> [Aufgabenziel]: Gib aus dem Text über die deutschen Goldreserven den Abschnitt von „Das Video wird“ bis „allerdings um Falschinformationen.“ wortgetreu aus.

> [Textauszug]:
━━━━━━━━━━━━━━━━

Deutschland lagert seit Jahrzehnten Teile seiner Goldreserven im Ausland. In einem Video, das kürzlich vielfach in sozialen Medien geteilt wurde, wird behauptet, die deutschen Goldbestände in den USA seien nicht mehr vorhanden. Diese Behauptung ist falsch. Dokumente der Deutschen Bundesbank zeigen das Gegenteil. Auch ein Experte bestätigte AFP gegenüber, Deutschlands Gold sei nach wie vor vorhanden.

„Deutschlands Goldschätze sind weg!“, heißt es in einem Video, das tausendfach auf Facebook geteilt wurde. Darin wird beschrieben, wie seit über 50 Jahren 1500 Tonnen deutscher Goldreserven in der Federal Reserve Bank in New York in den USA lagern würden. Als Deutschland Teile der Reserven nach Frankfurt zum Sitz der Deutschen Bundesbank ab 2013 habe verlagern wollen, sei dieses Vorhaben auf Gegenwehr bei der Federal Reserve Bank gestoßen. Schließlich wird die Behauptung aufgestellt, die deutschen Goldbestände seien in den Tresoren der Federal Reserve Bank nicht mehr vorhanden.

Das Video wird seit Anfang August 2023 auf Facebook verbreitet, ähnliche Beiträge wurden bislang rund 5000 Mal geteilt. Es ist jedoch nicht das erste Mal, dass der Videoclip in dem sozialen Netzwerk kursiert. So wurde beispielsweise 2018 ein Beitrag, der das Video beinhaltete, über eintausend Mal geteilt. Bei den Behauptungen des Videos, wonach die deutschen Goldreserven in den USA weg wären und die Federal Reserve Bank die Herausgabe verweigert habe, handelt es sich allerdings um Falschinformationen.

Facebook-Screenshot der Behauptung: 11. August 2023

Zum ersten Mal wurde das Video am 20. Juli 2014 bei „Klagemauer.TV„, kurz „Kla.TV“, hochgeladen. AFP hat in der Vergangenheit bereits Falschbehauptungen von „Kla.TV“ widerlegt. Gegründet wurde das Video-Portal von Ivo Sasek, wie die erste Archivierung der Website vom 25. März 2014 zeigt. Sasek ist außerdem Begründer der esoterischen Sekte Organische Christen Generation aus der Schweiz, in der Verschwörungstheorien und Antisemitismus propagiert werden (hier archiviert).

„Seit über 50 Jahren lagern in der US-Notenbank Fed 1500 Tonnen deutsches Gold“, beginnt der Sprecher des Videos. Tatsächlich stammen die deutschen Goldreserven zum Großteil aus den 1950er Jahren, wie die Deutsche Bundesbank auf ihrer Website zur Entwicklung der deutschen Goldbestände erklärt (hier archiviert). 1952 sei Deutschland demnach dem Bretton-Woods-System beigetreten. Dabei handelte es sich um ein Währungssystem mit festen Wechselkursen zwischen den Währungen der teilnehmenden Staaten zum US-Dollar. Außerdem wurde der Wechselkurs von 35 US-Dollar pro Feinunze Gold festgelegt, erklärt die Bundesbank. Dieses System habe bis 1973 bestanden.

━━━━━━━━━━━━━━━━

> [Extrahierte Daten]:
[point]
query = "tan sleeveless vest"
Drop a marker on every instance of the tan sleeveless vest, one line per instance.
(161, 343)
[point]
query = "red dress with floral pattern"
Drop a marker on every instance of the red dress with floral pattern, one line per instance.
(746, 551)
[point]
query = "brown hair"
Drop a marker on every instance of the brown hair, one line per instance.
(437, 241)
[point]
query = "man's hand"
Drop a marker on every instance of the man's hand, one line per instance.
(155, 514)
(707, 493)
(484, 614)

━━━━━━━━━━━━━━━━

> [Musterlösung]:
Das Video wird seit Anfang August 2023 auf Facebook verbreitet, ähnliche Beiträge wurden bislang rund 5000 Mal geteilt. Es ist jedoch nicht das erste Mal, dass der Videoclip in dem sozialen Netzwerk kursiert. So wurde beispielsweise 2018 ein Beitrag, der das Video beinhaltete, über eintausend Mal geteilt. Bei den Behauptungen des Videos, wonach die deutschen Goldreserven in den USA weg wären und die Federal Reserve Bank die Herausgabe verweigert habe, handelt es sich allerdings um Falschinformationen.